### SUPPLIED DATA

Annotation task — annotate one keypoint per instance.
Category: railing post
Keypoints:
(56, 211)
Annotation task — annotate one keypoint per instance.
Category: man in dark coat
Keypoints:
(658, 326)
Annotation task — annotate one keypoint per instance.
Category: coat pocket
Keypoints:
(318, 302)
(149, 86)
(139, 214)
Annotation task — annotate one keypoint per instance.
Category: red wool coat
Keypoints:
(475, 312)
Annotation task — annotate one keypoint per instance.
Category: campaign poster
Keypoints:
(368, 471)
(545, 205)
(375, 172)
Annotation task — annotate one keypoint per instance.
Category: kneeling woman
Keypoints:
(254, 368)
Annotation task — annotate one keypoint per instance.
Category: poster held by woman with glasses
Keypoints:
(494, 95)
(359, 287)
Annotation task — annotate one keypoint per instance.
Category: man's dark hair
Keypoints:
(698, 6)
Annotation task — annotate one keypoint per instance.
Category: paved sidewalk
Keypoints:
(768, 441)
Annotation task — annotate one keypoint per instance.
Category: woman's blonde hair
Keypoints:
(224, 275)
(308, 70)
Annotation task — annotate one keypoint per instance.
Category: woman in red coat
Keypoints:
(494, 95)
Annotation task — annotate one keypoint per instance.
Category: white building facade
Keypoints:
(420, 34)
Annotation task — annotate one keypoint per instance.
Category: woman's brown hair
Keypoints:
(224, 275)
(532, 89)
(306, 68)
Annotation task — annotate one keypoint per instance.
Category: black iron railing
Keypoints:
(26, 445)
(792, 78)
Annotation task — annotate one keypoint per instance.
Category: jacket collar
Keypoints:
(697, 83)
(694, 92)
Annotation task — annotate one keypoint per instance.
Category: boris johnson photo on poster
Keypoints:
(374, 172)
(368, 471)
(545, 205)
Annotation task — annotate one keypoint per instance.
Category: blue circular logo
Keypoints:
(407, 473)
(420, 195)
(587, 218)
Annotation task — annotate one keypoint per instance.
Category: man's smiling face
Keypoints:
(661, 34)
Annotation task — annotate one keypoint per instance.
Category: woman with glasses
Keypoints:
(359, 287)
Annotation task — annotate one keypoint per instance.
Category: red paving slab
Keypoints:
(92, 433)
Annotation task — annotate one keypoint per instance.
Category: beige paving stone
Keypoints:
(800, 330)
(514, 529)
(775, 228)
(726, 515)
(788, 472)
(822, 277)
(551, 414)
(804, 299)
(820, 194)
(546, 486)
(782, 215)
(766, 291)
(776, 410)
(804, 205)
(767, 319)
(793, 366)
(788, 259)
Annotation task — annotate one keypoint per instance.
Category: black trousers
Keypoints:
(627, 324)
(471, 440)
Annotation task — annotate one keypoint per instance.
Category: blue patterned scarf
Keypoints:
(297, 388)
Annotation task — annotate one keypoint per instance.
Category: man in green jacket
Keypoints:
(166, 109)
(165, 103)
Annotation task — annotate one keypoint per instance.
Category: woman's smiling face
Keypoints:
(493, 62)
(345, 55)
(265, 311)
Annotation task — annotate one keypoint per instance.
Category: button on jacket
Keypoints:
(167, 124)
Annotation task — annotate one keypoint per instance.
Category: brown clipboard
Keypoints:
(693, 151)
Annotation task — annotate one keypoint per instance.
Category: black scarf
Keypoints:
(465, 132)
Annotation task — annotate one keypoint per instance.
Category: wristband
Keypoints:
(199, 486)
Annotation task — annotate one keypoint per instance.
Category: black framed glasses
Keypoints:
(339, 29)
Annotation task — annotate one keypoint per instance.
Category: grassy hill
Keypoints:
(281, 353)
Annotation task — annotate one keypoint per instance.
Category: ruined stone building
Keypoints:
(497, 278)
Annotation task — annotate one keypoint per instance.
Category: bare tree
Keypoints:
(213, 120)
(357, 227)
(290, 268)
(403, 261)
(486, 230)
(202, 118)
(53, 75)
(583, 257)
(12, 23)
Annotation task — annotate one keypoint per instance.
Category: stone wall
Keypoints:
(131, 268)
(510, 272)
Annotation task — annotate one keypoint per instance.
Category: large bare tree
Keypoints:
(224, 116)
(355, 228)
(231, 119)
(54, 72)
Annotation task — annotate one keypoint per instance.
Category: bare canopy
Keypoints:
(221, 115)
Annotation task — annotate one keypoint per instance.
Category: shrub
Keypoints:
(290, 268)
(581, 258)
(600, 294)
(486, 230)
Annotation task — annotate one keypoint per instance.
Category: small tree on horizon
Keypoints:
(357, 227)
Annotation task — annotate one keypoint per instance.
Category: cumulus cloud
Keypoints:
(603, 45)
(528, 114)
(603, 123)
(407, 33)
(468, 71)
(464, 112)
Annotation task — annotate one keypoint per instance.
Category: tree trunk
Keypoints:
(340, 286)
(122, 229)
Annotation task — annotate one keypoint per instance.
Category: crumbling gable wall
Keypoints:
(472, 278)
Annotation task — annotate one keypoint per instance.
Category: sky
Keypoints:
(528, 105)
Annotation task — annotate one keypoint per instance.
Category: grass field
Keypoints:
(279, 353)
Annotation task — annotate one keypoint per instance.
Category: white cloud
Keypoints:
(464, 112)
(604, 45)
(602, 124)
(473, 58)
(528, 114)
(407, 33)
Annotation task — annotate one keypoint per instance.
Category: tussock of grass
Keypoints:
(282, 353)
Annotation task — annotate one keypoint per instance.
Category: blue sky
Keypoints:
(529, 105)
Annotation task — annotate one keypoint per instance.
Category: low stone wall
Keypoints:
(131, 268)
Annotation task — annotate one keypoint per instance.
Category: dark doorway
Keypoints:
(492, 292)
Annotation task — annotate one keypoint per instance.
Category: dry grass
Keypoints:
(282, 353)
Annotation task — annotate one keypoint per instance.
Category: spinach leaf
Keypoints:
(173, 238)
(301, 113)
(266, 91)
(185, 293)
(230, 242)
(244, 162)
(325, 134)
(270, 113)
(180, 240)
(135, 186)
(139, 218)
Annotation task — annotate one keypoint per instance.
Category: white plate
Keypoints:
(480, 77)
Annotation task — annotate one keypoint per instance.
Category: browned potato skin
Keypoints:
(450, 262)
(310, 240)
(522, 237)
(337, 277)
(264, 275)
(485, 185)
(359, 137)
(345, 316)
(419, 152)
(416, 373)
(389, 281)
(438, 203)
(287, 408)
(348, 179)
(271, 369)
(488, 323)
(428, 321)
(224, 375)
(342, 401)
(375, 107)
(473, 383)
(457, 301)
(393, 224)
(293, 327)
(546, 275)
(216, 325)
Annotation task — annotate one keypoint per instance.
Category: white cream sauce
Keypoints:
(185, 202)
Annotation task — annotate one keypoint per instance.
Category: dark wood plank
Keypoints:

### TASK GOAL
Take from the material above every line that includes the word "stone".

### COMPLETED EXERCISE
Category: beige paving stone
Category: ruined stone building
Category: stone wall
Category: low stone wall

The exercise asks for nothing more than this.